== Work order ==
Leaving the pictures aside, transcribe every line below exactly.

== Data under study ==
= Beginning of Section =
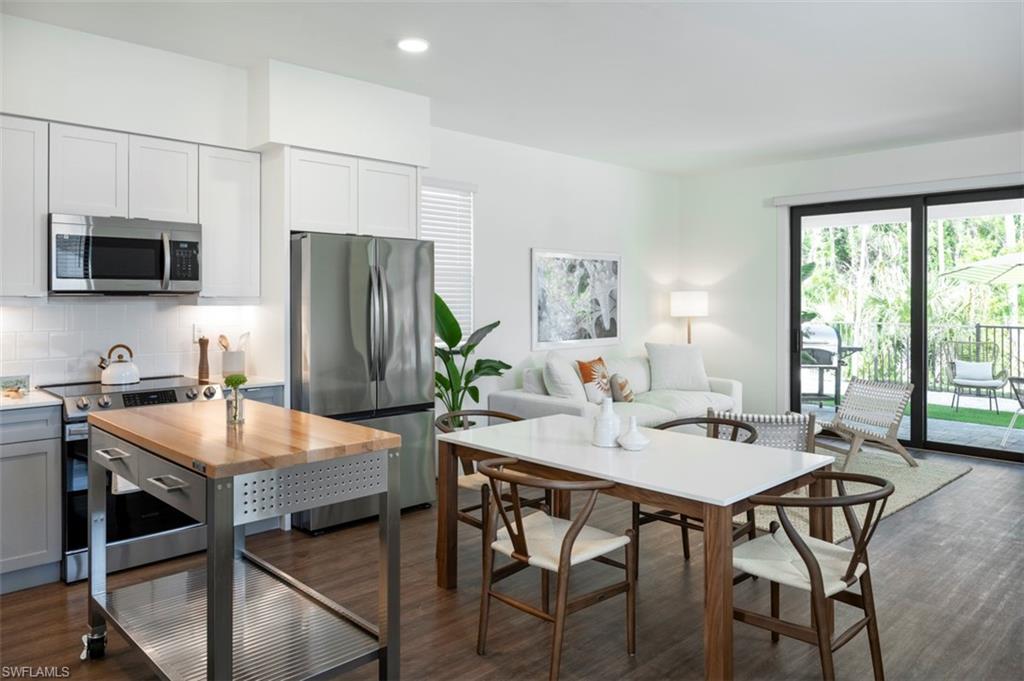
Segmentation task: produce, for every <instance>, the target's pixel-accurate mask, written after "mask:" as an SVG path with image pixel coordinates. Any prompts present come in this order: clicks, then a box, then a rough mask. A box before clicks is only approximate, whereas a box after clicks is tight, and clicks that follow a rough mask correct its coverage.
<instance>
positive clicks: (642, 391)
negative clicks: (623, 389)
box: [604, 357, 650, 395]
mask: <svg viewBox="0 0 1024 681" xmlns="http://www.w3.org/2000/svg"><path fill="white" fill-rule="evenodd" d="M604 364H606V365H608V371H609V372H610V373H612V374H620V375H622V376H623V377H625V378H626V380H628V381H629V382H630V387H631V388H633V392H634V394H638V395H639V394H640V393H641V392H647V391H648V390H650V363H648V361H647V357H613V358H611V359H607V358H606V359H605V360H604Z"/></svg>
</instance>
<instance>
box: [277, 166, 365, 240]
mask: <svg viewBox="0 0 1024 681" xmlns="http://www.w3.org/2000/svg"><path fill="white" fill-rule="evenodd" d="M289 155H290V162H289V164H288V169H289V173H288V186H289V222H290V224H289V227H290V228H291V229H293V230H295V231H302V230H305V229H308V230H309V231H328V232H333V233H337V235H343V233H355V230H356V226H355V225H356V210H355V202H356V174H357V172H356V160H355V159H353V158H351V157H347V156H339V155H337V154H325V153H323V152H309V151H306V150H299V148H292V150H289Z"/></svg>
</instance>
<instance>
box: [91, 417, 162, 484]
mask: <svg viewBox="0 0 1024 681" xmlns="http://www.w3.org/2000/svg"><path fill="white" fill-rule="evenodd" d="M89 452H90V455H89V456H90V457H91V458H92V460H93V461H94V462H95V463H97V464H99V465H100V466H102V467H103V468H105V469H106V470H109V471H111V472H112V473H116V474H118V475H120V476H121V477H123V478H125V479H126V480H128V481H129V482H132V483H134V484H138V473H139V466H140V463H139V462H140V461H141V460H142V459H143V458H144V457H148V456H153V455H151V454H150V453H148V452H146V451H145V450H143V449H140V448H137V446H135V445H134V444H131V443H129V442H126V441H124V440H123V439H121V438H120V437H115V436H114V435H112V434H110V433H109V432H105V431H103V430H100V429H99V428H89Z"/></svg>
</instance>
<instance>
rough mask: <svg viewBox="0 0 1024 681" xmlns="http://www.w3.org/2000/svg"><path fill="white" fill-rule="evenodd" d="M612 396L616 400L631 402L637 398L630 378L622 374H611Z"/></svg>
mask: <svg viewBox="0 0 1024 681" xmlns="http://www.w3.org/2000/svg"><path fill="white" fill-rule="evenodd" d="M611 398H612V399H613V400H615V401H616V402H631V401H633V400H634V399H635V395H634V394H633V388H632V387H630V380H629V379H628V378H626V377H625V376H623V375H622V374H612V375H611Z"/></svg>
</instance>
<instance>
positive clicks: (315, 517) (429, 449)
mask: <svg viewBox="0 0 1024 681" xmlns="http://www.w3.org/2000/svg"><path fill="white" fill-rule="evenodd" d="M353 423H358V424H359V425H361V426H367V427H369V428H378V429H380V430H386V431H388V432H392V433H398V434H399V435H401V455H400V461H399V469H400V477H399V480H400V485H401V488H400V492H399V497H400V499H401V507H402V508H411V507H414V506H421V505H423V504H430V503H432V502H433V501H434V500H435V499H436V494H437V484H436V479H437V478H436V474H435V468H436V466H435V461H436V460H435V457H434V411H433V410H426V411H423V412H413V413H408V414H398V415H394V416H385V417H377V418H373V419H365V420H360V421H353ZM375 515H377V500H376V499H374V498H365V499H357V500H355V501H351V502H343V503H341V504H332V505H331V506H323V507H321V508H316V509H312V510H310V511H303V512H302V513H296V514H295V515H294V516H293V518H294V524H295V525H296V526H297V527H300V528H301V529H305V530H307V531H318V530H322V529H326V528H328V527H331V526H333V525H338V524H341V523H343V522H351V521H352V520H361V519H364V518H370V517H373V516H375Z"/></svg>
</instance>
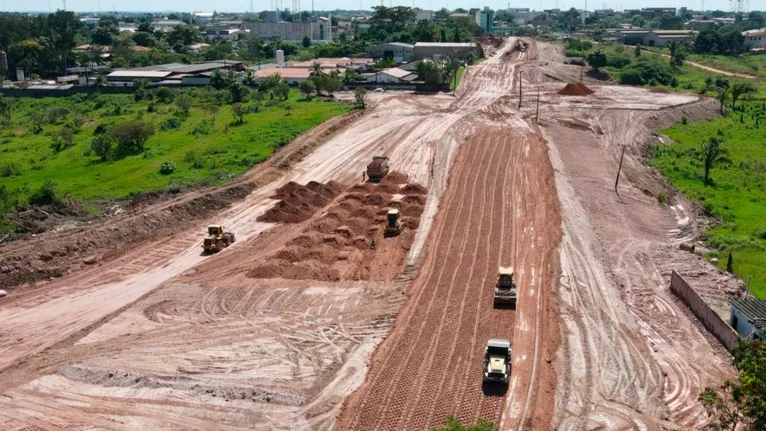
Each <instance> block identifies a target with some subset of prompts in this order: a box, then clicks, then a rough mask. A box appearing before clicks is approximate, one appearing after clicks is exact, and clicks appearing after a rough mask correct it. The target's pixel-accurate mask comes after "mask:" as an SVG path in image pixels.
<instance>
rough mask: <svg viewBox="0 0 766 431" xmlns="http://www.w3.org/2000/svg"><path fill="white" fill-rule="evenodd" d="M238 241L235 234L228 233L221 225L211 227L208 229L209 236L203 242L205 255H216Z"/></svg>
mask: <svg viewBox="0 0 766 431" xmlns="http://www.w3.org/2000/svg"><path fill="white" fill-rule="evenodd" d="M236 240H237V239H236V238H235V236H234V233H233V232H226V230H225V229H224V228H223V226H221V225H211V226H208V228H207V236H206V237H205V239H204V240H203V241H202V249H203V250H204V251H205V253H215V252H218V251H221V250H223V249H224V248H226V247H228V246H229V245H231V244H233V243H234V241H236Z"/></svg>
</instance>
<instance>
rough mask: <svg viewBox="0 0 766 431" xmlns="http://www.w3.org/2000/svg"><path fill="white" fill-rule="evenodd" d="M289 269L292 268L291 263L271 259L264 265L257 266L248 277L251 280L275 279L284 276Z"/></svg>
= End of Section =
== Solved problem ==
Segmentation task: produce, for every <instance>, the target's pixel-accurate mask, written after "mask:" as an SVG path with image pixel coordinates. Any prompts present come in this order: clicks, then a box, then a rough mask. A box before clicks is only approximate, whereas a box after clicks is tight, and clicks that follow a rough mask correct its coverage.
<instance>
positive clicks: (642, 391)
negative clicks: (623, 389)
box: [604, 357, 650, 395]
mask: <svg viewBox="0 0 1024 681" xmlns="http://www.w3.org/2000/svg"><path fill="white" fill-rule="evenodd" d="M604 364H606V365H608V371H609V372H610V373H612V374H620V375H622V376H623V377H625V378H626V380H628V381H629V382H630V387H631V388H633V392H634V394H638V395H639V394H640V393H641V392H647V391H648V390H650V363H648V361H647V357H613V358H611V359H607V358H606V359H605V360H604Z"/></svg>
</instance>
<instance>
box: [277, 166, 365, 240]
mask: <svg viewBox="0 0 1024 681" xmlns="http://www.w3.org/2000/svg"><path fill="white" fill-rule="evenodd" d="M289 155H290V162H289V164H288V169H289V173H288V186H289V222H290V224H289V227H290V228H291V229H293V230H295V231H302V230H305V229H308V230H309V231H328V232H333V233H337V235H343V233H355V230H356V226H355V225H356V210H355V202H356V174H357V172H356V160H355V159H353V158H351V157H347V156H339V155H337V154H325V153H323V152H309V151H306V150H299V148H292V150H289Z"/></svg>
</instance>
<instance>
box: [91, 417, 162, 484]
mask: <svg viewBox="0 0 1024 681" xmlns="http://www.w3.org/2000/svg"><path fill="white" fill-rule="evenodd" d="M89 452H90V455H89V456H90V457H91V458H92V460H93V461H94V462H95V463H97V464H99V465H100V466H102V467H103V468H105V469H106V470H109V471H111V472H112V473H116V474H118V475H120V476H121V477H123V478H125V479H126V480H128V481H129V482H132V483H134V484H138V473H139V466H140V463H139V462H140V461H141V460H142V459H143V458H144V457H148V456H153V455H151V454H150V453H148V452H146V451H145V450H143V449H140V448H137V446H135V445H134V444H131V443H129V442H126V441H124V440H123V439H121V438H120V437H115V436H114V435H112V434H110V433H109V432H105V431H103V430H100V429H99V428H89Z"/></svg>
</instance>
<instance>
rough mask: <svg viewBox="0 0 1024 681" xmlns="http://www.w3.org/2000/svg"><path fill="white" fill-rule="evenodd" d="M612 396L616 400L631 402L637 398L630 378L622 374H611Z"/></svg>
mask: <svg viewBox="0 0 1024 681" xmlns="http://www.w3.org/2000/svg"><path fill="white" fill-rule="evenodd" d="M611 398H612V399H613V400H615V401H616V402H631V401H633V400H634V399H635V395H634V394H633V388H632V387H630V380H629V379H628V378H626V377H625V376H623V375H622V374H612V375H611Z"/></svg>
</instance>
<instance>
positive clicks: (315, 517) (429, 449)
mask: <svg viewBox="0 0 1024 681" xmlns="http://www.w3.org/2000/svg"><path fill="white" fill-rule="evenodd" d="M353 423H358V424H359V425H361V426H367V427H369V428H378V429H380V430H386V431H388V432H392V433H398V434H399V435H401V455H400V461H399V469H400V477H399V480H400V485H401V488H400V492H399V497H400V499H401V507H402V508H411V507H414V506H421V505H423V504H430V503H432V502H433V501H434V500H435V499H436V494H437V484H436V479H437V478H436V474H435V468H436V466H435V461H436V460H435V457H434V411H433V410H426V411H423V412H413V413H408V414H398V415H394V416H385V417H377V418H373V419H365V420H360V421H353ZM375 515H377V500H376V499H374V498H365V499H357V500H355V501H351V502H343V503H341V504H332V505H331V506H323V507H321V508H316V509H312V510H310V511H303V512H302V513H296V514H295V515H294V516H293V518H294V524H295V525H296V526H297V527H300V528H301V529H305V530H307V531H318V530H322V529H326V528H328V527H331V526H333V525H338V524H341V523H343V522H351V521H352V520H361V519H364V518H370V517H373V516H375Z"/></svg>
</instance>
Each <instance> block identifies a target with some subset of prompts in this order: a box, then clicks, then a rough mask. A box appearing before clicks is approximate, one appearing after clicks is exact, and clicks appearing after a rough mask correct it. The target's pixel-accurate mask comes after "mask:" as an SVG path in image pixels.
<instance>
rough mask: <svg viewBox="0 0 766 431" xmlns="http://www.w3.org/2000/svg"><path fill="white" fill-rule="evenodd" d="M238 241L235 234L228 233L221 225L211 227L208 229L209 236L203 242L205 255H216Z"/></svg>
mask: <svg viewBox="0 0 766 431" xmlns="http://www.w3.org/2000/svg"><path fill="white" fill-rule="evenodd" d="M236 240H237V239H236V238H235V236H234V233H233V232H226V230H225V229H224V228H223V226H221V225H211V226H208V228H207V236H206V237H205V239H204V240H203V241H202V249H203V250H204V251H205V253H215V252H218V251H221V250H223V249H224V248H226V247H228V246H229V245H231V244H233V243H234V241H236Z"/></svg>
</instance>
<instance>
rough mask: <svg viewBox="0 0 766 431" xmlns="http://www.w3.org/2000/svg"><path fill="white" fill-rule="evenodd" d="M289 269L292 268L291 263L271 259L264 265L257 266L248 277L251 280L275 279L284 276Z"/></svg>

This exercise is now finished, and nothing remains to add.